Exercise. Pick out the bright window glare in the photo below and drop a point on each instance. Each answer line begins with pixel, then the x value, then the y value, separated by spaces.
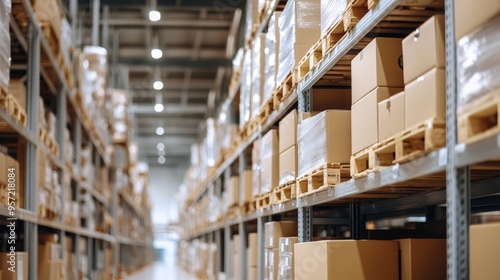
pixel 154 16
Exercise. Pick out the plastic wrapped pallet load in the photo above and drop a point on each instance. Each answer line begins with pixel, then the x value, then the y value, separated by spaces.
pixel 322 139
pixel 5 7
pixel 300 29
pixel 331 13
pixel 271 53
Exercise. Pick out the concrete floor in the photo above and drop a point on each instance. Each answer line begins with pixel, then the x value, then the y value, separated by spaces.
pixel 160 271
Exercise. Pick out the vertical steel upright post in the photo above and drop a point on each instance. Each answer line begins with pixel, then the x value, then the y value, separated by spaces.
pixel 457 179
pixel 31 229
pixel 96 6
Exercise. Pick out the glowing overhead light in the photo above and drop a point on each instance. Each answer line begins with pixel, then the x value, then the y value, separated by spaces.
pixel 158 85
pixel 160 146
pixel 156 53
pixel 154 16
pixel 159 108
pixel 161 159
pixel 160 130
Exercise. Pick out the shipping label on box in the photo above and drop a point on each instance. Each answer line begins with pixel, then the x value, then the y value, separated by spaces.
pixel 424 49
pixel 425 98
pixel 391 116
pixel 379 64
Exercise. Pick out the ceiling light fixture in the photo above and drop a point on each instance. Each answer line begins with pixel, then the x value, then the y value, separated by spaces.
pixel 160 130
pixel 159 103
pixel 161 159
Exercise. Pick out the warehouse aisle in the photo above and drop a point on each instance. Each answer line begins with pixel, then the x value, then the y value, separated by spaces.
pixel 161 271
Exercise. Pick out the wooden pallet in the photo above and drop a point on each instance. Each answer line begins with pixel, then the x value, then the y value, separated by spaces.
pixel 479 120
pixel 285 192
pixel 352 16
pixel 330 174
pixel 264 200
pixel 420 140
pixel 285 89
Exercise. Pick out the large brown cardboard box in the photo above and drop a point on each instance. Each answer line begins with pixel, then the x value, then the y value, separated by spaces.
★ ★ ★ ★ ★
## PROBLEM REQUIREMENTS
Go through the entries above and print each one exactly, minus the pictures.

## ANSWER IN FULL
Exercise. Pick out the bright window glare in the photo below and drop a point on each instance. Each answer line begins with pixel, then the x value, then the y value, separated by spaces.
pixel 154 16
Exercise. Pick out the plastic wrapped pallet load in the photo above and drop a point on each instance. Each answer line begins with pixel, then the x value, then the y value, separated by spaces.
pixel 322 139
pixel 5 7
pixel 300 29
pixel 331 13
pixel 271 53
Exercise. Pick out the concrete floor in the photo above and drop a point on each instance. Each answer line begins with pixel, then the x value, then the y value, separated by spaces.
pixel 160 271
Exercise. Pick out the vertical steel upright post in the photo above and drop a point on each instance. Each answer line begins with pixel, then the x value, then the y value, separated by spaces.
pixel 457 179
pixel 31 229
pixel 96 6
Exercise. Pick out the glowing overhead light in the photo above and drop a point on each instance. Each answer line begins with pixel, then the x value, then the y value, separated by spaces.
pixel 158 85
pixel 160 146
pixel 156 53
pixel 154 16
pixel 159 108
pixel 161 159
pixel 160 130
Exercise. Pick out the shipping label on box in the photo above and drop a point on each instance. Each answer line begins with pixel, then the x value, then the y value, separated by spaces.
pixel 424 49
pixel 425 98
pixel 391 116
pixel 379 64
Exercise. Pick out the ceiling light fixture in the photo above and drop a point on each instance. Each answer line begins with pixel, then the x value, then the y value, separated by spaces.
pixel 160 130
pixel 159 103
pixel 161 159
Exercise. Pick out the warehouse aisle in the photo above and drop a point on each instance. Each answer line begins with pixel, then the x value, then the y value, separated by spaces.
pixel 161 271
Exercise. Pick out the wooden pallet in the photo above and drop a point on each instance. Each answer line begins with pixel, then the x value, then the y value, separated by spaces.
pixel 479 120
pixel 285 192
pixel 352 16
pixel 330 174
pixel 264 200
pixel 420 140
pixel 285 89
Exercise. Pick out the large brown cardboard box in the photo above and drop a point on each instance. Each answer line begins with pixel, then the x value, then the y value, separated by spaces.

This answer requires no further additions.